- **Activity**
Take every record and write it out again exactly, with no images included.
□ □ □ □
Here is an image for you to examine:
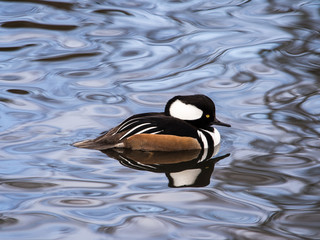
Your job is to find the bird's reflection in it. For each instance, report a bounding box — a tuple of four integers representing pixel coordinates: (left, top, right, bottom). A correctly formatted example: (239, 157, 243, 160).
(102, 145, 230, 188)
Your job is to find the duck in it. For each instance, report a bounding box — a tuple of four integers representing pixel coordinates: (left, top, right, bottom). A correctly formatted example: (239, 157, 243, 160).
(73, 94, 231, 151)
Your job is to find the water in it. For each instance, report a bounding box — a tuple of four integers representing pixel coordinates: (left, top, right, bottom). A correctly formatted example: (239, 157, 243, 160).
(0, 0, 319, 239)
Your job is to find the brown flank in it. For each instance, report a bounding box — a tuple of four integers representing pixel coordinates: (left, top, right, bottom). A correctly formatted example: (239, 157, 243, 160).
(123, 134, 201, 151)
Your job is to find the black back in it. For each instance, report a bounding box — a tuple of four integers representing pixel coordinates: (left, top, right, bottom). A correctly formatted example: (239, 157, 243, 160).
(116, 113, 200, 139)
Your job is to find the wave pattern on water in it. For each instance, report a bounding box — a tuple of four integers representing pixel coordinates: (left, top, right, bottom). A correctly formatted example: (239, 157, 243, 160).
(0, 0, 319, 239)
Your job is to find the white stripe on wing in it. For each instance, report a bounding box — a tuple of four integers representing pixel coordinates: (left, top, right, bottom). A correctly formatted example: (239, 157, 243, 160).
(119, 123, 151, 140)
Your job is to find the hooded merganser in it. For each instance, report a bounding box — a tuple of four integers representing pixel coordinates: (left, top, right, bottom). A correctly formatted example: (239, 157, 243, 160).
(73, 94, 231, 151)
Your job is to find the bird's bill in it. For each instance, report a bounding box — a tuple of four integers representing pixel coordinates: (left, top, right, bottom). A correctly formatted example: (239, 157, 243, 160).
(212, 117, 231, 127)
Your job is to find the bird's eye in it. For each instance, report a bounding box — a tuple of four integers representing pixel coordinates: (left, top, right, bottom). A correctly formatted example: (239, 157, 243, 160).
(206, 114, 210, 118)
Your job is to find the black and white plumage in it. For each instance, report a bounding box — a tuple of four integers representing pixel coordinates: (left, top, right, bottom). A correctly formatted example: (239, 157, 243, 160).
(73, 94, 231, 151)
□ □ □ □
- **Result**
Here is an image for you to examine:
Your job is to find the bird's reflection in it. For each instance, report a bounding box — a tuple of four integers representing pixel coordinates: (left, top, right, bottom). A correctly formatted example: (239, 157, 243, 160).
(102, 145, 230, 188)
Your job is to find the duck in it. For each instance, report a bounding box — a tuple of four integers representing pixel coordinates: (left, top, right, bottom). A correctly formatted example: (239, 157, 243, 160).
(73, 94, 231, 151)
Your job is to find the water in it. For each instance, report a bounding box — a tuple of four integers representing pixel coordinates: (left, top, right, bottom). A correctly formatted example: (239, 157, 243, 160).
(0, 0, 319, 239)
Your job is to find the brown flank in it. For each instance, report a bounding box — a tuple of four integers representing pixel coordinates: (left, top, right, bottom). A correctly formatted example: (239, 157, 243, 160).
(123, 134, 201, 151)
Your job is to find the black back in it. For each instance, report a bounding box — a tuple of four integers representing pixel coordinates: (left, top, right, bottom). A correctly formatted example: (239, 157, 243, 160).
(116, 113, 200, 139)
Your job is to find the wave pattern on water in it. For each instance, report a bounding box — a tuple of four integers representing pixel coordinates: (left, top, right, bottom). A correctly formatted example: (239, 157, 243, 160).
(0, 0, 319, 239)
Your job is to find the white stripe on wing in it. For each instance, report a bounding box — a tuple of four integers representing pixel coordinates: (left, top, right, bottom). A correctly formatted example: (239, 157, 243, 160).
(119, 123, 151, 140)
Your job is to find the hooded merganser in it. For each instance, report a bounding box — a tuple of four integers representing pixel coordinates: (left, top, right, bottom). A correctly formatted example: (239, 157, 243, 160).
(73, 94, 231, 151)
Your job is to find the bird's bill in it. For each instance, report a bounding box — a tuple of four integers representing pixel coordinates: (left, top, right, bottom). A correctly formatted example: (239, 157, 243, 160).
(212, 117, 231, 127)
Your job is to find the bird's eye in it. For each instance, report a bounding box — a tuple of four integers representing pixel coordinates: (left, top, right, bottom). A correctly formatted example: (239, 157, 243, 160).
(206, 114, 210, 118)
Your job is to find the black and white plumage in it. For each instance, report a bounding box — a tuple of four integers representing pixel coordinates: (left, top, right, bottom). A correctly formatted example: (239, 157, 243, 160).
(73, 94, 231, 151)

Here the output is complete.